Exclude images, then output the remaining data verbatim.

:: PROVIDED ENTRIES ::
[Start of section]

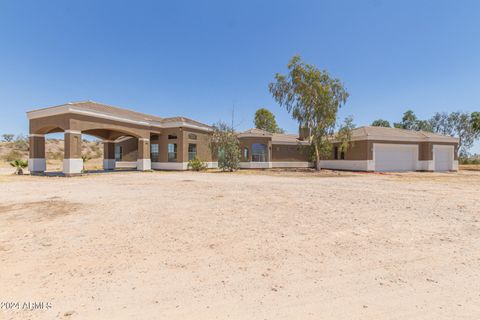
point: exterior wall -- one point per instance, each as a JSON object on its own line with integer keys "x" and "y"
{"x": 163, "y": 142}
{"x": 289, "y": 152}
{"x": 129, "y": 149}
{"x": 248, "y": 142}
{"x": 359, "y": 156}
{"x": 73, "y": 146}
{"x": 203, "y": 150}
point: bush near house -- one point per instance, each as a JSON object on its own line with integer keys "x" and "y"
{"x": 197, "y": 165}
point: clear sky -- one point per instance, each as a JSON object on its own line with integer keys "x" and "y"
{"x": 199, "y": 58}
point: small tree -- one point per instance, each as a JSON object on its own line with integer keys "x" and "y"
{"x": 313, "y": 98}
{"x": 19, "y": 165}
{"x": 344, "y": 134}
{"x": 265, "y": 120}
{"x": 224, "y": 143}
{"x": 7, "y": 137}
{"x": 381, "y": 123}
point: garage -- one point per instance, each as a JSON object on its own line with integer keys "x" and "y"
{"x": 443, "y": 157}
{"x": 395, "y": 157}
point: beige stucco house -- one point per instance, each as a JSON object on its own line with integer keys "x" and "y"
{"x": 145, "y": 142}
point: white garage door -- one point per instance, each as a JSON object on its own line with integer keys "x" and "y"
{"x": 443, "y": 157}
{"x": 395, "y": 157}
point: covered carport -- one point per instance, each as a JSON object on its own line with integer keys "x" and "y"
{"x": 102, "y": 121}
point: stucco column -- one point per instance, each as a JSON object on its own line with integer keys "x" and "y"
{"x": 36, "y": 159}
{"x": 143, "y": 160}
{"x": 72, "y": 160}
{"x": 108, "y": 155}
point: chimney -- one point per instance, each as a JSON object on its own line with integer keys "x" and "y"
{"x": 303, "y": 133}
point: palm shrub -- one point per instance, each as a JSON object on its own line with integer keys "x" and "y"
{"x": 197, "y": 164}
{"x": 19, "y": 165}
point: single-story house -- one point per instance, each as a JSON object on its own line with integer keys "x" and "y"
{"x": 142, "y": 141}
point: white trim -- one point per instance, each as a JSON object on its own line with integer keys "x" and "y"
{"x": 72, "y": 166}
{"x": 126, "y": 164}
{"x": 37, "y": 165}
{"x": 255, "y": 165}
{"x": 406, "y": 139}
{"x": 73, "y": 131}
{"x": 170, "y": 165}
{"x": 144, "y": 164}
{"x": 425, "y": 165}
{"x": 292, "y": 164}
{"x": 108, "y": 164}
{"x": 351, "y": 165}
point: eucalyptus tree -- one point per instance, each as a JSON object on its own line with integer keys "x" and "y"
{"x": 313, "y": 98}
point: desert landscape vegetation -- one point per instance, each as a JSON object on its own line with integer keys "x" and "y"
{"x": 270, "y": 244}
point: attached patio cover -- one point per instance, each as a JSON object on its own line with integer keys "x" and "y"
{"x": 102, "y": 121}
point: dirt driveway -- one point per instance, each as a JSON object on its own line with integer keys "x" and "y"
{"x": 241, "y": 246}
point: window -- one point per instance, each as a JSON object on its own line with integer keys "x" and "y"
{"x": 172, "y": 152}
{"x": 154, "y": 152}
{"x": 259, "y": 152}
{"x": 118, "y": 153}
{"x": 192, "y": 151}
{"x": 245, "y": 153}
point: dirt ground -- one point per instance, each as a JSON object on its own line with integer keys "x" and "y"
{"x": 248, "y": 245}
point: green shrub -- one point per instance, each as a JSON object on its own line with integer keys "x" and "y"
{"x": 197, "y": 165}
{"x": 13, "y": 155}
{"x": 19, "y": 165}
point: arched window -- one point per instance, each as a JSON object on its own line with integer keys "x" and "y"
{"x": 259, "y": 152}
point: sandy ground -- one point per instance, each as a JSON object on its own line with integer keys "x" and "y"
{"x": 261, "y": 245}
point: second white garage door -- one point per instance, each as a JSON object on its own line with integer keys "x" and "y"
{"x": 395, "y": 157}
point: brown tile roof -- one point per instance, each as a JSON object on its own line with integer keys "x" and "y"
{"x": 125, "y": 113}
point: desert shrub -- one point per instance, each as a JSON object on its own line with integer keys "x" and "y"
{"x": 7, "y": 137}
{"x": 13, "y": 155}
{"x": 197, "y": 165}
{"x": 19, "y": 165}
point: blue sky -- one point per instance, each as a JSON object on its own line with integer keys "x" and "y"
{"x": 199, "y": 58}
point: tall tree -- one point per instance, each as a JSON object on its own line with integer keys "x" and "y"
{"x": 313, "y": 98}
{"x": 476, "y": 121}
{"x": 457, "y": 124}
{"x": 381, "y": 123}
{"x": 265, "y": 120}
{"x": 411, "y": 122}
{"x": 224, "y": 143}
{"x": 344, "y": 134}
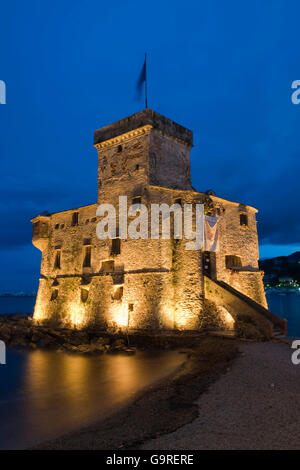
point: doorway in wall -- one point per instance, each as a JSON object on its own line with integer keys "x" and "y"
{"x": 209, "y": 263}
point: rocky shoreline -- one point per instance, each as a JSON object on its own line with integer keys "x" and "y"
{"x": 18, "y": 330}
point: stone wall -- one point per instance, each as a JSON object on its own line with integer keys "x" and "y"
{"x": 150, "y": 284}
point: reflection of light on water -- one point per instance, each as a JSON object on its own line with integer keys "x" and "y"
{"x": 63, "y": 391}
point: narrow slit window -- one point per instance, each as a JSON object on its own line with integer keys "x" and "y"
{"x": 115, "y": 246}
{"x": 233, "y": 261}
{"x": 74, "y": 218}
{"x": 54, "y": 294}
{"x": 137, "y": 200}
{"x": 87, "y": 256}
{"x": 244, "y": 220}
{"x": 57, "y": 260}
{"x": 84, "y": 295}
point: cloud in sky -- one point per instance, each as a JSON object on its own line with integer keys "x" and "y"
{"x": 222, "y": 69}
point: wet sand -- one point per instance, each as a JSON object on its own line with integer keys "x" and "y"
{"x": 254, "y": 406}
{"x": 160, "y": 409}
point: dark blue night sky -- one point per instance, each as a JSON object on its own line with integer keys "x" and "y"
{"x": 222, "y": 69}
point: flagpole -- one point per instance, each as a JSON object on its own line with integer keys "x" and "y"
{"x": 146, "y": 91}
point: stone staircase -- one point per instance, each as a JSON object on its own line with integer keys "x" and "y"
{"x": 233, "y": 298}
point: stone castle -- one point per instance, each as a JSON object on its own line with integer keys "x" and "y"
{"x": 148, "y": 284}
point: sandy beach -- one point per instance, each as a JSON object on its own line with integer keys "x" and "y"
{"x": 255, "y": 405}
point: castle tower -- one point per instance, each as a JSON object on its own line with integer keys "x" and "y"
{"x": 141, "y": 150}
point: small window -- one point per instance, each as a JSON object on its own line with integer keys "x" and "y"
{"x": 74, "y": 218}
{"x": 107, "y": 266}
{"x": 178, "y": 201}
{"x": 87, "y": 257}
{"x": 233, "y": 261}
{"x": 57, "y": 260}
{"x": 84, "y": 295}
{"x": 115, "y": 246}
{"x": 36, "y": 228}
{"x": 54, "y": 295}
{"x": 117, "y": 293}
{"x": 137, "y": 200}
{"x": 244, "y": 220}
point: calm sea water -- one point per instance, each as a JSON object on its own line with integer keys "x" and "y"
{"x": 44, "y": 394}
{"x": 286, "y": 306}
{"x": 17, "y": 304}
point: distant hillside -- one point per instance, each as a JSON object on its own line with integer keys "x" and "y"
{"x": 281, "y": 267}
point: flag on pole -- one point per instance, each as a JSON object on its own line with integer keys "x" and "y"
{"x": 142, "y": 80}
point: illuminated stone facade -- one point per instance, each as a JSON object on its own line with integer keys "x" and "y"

[End of section]

:: EXERCISE ANSWER ::
point: exterior wall -- one point per instance, each as a JSON object on its own line with integer keys "x" and "y"
{"x": 163, "y": 142}
{"x": 289, "y": 152}
{"x": 129, "y": 149}
{"x": 248, "y": 142}
{"x": 359, "y": 156}
{"x": 73, "y": 146}
{"x": 203, "y": 150}
point: bush near house -- one point per instance, each as a JSON object on its own line with integer keys "x" and "y"
{"x": 197, "y": 165}
point: clear sky -- one point per instance, each as a JSON object on its own line with integer keys "x" and "y"
{"x": 199, "y": 58}
point: small tree -- one point per instance, each as a JSON object on its own line with integer keys "x" and "y"
{"x": 313, "y": 98}
{"x": 19, "y": 165}
{"x": 344, "y": 134}
{"x": 265, "y": 120}
{"x": 224, "y": 143}
{"x": 7, "y": 137}
{"x": 381, "y": 123}
point: garage -- one point per instance, each as a JSON object on its own line with integer keys "x" and "y"
{"x": 443, "y": 157}
{"x": 395, "y": 157}
point: beige stucco house -- one point per instance, each as a JSON object on its own line with integer keys "x" and "y"
{"x": 145, "y": 142}
point: white garage door -- one point per instance, each as a JSON object on its own line with integer keys "x" and "y"
{"x": 443, "y": 157}
{"x": 395, "y": 157}
point: covered carport -- one point per instance, each as a JSON object on its own line with integer keys "x" and "y"
{"x": 102, "y": 121}
point: stucco column -- one point per instance, each as a JSON object on its own line with integer keys "x" and "y"
{"x": 36, "y": 159}
{"x": 143, "y": 160}
{"x": 72, "y": 160}
{"x": 108, "y": 155}
point: chimney -- one point per instance, each as a JSON object on its own line with integer keys "x" and "y"
{"x": 303, "y": 133}
point: palm shrub -- one point per instance, each as a JSON object on its own line with integer keys "x" and "y"
{"x": 197, "y": 164}
{"x": 19, "y": 165}
point: single-story house -- one point per instance, each as a JSON object on its own line with integer keys "x" and "y"
{"x": 142, "y": 141}
point: white trim -- one point per instance, each as a JSON object on its own line with integer keys "x" and "y"
{"x": 72, "y": 166}
{"x": 126, "y": 164}
{"x": 37, "y": 165}
{"x": 255, "y": 165}
{"x": 406, "y": 139}
{"x": 73, "y": 131}
{"x": 170, "y": 165}
{"x": 144, "y": 164}
{"x": 425, "y": 165}
{"x": 292, "y": 164}
{"x": 108, "y": 164}
{"x": 351, "y": 165}
point: eucalyptus tree -- one point per instance, each as a JSON object on its own line with integer keys "x" and "y"
{"x": 313, "y": 98}
point: desert landscape vegetation -- one point per instance, each as a JSON object on its own line with integer keys "x" and "y"
{"x": 270, "y": 244}
point: attached patio cover -- one point per instance, each as a JSON object on its own line with integer keys "x" and "y"
{"x": 102, "y": 121}
point: dirt driveway -- one point per instance, each as a JSON object on its own line with integer keys "x" and "y"
{"x": 241, "y": 246}
point: window -- one point per instance, each as a JSON object on its own line with integer keys "x" and "y"
{"x": 172, "y": 152}
{"x": 154, "y": 152}
{"x": 259, "y": 152}
{"x": 118, "y": 153}
{"x": 192, "y": 151}
{"x": 245, "y": 153}
point: dirt ground -- one point per instance, each as a JSON object on its own line with integer keys "x" and "y"
{"x": 248, "y": 245}
point: green shrub -- one point per instance, each as a JSON object on its own line with integer keys "x" and "y"
{"x": 197, "y": 165}
{"x": 13, "y": 155}
{"x": 19, "y": 165}
point: arched window -- one point per instance, each as a JSON object on its own line with integer keys "x" and "y"
{"x": 259, "y": 152}
point: sandy ground -- one point per instance, each as a JSON object on its own line with integer keys "x" and "y"
{"x": 261, "y": 245}
point: second white garage door -- one point per instance, each as a JSON object on its own line with integer keys "x" and "y"
{"x": 395, "y": 157}
point: brown tile roof -- one point per instance, each as a JSON object on its own line with integer keys "x" and "y"
{"x": 125, "y": 113}
point: desert shrub -- one point per instance, each as a JSON object on its own line with integer keys "x" and "y"
{"x": 7, "y": 137}
{"x": 13, "y": 155}
{"x": 197, "y": 165}
{"x": 19, "y": 165}
point: blue sky -- one point per instance, each as a JSON object on its own line with integer keys "x" and "y"
{"x": 199, "y": 58}
point: tall tree -- one point per instance, each as a JSON object on its own line with integer keys "x" and "y"
{"x": 313, "y": 98}
{"x": 476, "y": 121}
{"x": 457, "y": 124}
{"x": 381, "y": 123}
{"x": 265, "y": 120}
{"x": 411, "y": 122}
{"x": 224, "y": 143}
{"x": 344, "y": 134}
point: doorway in wall -- one point per instance, each as a JSON object on its own line with integer keys "x" and "y"
{"x": 209, "y": 263}
point: rocky shoreline -- one point per instance, each as a JSON object on its own line with integer keys "x" and "y"
{"x": 18, "y": 330}
point: stone wall -- one point per instance, each as a JSON object on its own line with integer keys "x" and "y"
{"x": 150, "y": 284}
point: reflection of light on water -- one point per instance, each as a JSON object on its own line with integer keys "x" and "y"
{"x": 63, "y": 391}
point: narrow slit window -- one point per instance, each as a JSON object on its own line with integer keys "x" and "y"
{"x": 115, "y": 246}
{"x": 233, "y": 261}
{"x": 74, "y": 218}
{"x": 54, "y": 294}
{"x": 137, "y": 200}
{"x": 87, "y": 256}
{"x": 244, "y": 220}
{"x": 57, "y": 260}
{"x": 84, "y": 295}
point: cloud in sky -- one point per instance, each as a JSON object on its own line with integer keys "x" and "y"
{"x": 222, "y": 69}
point: wet sand -- one point per instance, each as a JSON object on its own line with integer keys "x" and "y"
{"x": 254, "y": 406}
{"x": 160, "y": 409}
point: dark blue night sky -- one point per instance, each as a JSON object on its own line with integer keys "x" and "y"
{"x": 222, "y": 69}
point: flagpole -- one point per instance, each as a JSON object on its own line with integer keys "x" and "y"
{"x": 146, "y": 91}
point: stone staircase -- one point per instance, each as a JSON object on its own line with integer keys "x" and "y"
{"x": 233, "y": 298}
point: stone castle -- one point per instance, each as a JSON object on its own line with integer keys "x" and "y"
{"x": 148, "y": 284}
point: sandy beach -- one point per instance, each as a JSON object on its own line with integer keys "x" and "y"
{"x": 255, "y": 405}
point: castle tower -- one point per instance, each as a JSON object on its own line with integer keys "x" and "y"
{"x": 141, "y": 150}
point: small window -- one point per instance, each as a JSON object on its own line with integer keys "x" and "y"
{"x": 74, "y": 218}
{"x": 107, "y": 266}
{"x": 178, "y": 201}
{"x": 87, "y": 257}
{"x": 233, "y": 261}
{"x": 57, "y": 260}
{"x": 84, "y": 295}
{"x": 115, "y": 246}
{"x": 36, "y": 228}
{"x": 54, "y": 295}
{"x": 117, "y": 293}
{"x": 137, "y": 200}
{"x": 244, "y": 220}
point: calm sea water -- one point per instance, each as a JSON object on its own line with integer keys "x" and "y"
{"x": 44, "y": 394}
{"x": 286, "y": 306}
{"x": 17, "y": 304}
point: distant hillside -- one point per instance, each as a JSON object on its own line with integer keys "x" and "y"
{"x": 281, "y": 267}
point: flag on pole -- one point per instance, each as a JSON object on its own line with integer keys "x" and "y"
{"x": 142, "y": 80}
point: illuminated stone facade -- one point per instance, each as a JSON object on its own line with integer keys "x" and "y"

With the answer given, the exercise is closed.